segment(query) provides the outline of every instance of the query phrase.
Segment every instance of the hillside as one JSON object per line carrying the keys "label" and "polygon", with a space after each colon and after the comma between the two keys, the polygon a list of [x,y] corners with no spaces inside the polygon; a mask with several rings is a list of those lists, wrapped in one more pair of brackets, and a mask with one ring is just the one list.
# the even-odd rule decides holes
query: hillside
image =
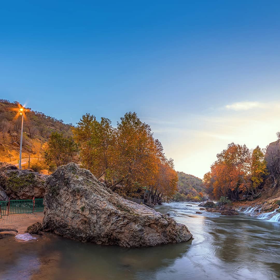
{"label": "hillside", "polygon": [[174,196],[177,200],[201,201],[204,197],[204,189],[202,180],[183,172],[177,172],[178,192]]}
{"label": "hillside", "polygon": [[[15,118],[18,102],[0,99],[0,161],[17,163],[19,158],[21,117]],[[30,108],[29,108],[30,109]],[[39,161],[44,145],[53,132],[62,132],[65,136],[72,134],[72,124],[33,111],[27,113],[24,123],[22,140],[23,166],[26,166],[30,155],[31,161]]]}

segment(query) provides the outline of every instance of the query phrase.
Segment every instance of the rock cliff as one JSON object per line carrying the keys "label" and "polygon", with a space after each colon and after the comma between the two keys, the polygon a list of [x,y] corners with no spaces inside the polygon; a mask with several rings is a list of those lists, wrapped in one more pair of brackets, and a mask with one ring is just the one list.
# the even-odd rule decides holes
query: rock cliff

++++

Exercise brief: Rewrite all the records above with "outline" changed to "boundary" and nothing else altered, leaving out the pictures.

Exercise result:
segment(query) provides the boundary of every instance of the query phrase.
Segment every instance of the hillside as one JSON object per line carrying the keys "label" and "polygon", with a space after each colon and after the comma between the two keys, the polygon a list of [x,y] corners with no spaces inside the polygon; a mask with several rings is a list of those lists, wrapped in one more pair of brackets, and a mask with one ring is just the one list.
# the even-odd rule decides holes
query: hillside
image =
{"label": "hillside", "polygon": [[174,196],[177,200],[201,201],[204,197],[204,189],[202,180],[183,172],[177,172],[178,192]]}
{"label": "hillside", "polygon": [[[15,118],[18,102],[0,99],[0,161],[17,163],[19,158],[21,117]],[[30,108],[29,108],[30,109]],[[39,161],[44,145],[53,132],[62,132],[65,136],[72,134],[72,124],[33,111],[27,113],[24,123],[22,140],[23,166],[26,166],[30,155],[31,161]]]}

segment(query) provides the boundary of every instance of the query phrase.
Segment every instance of the rock cliff as one JSON object per line carrying the keys "label" and "polygon", with a space after each colon and after the comma between the two keys, the polygon a list of [x,y] corners with no spaces inside the polygon; a mask with several rings is a list of those lists, wrapped in one more pair of brackets, and a mask with one ring is just the one list.
# the even-odd rule decides holes
query: rock cliff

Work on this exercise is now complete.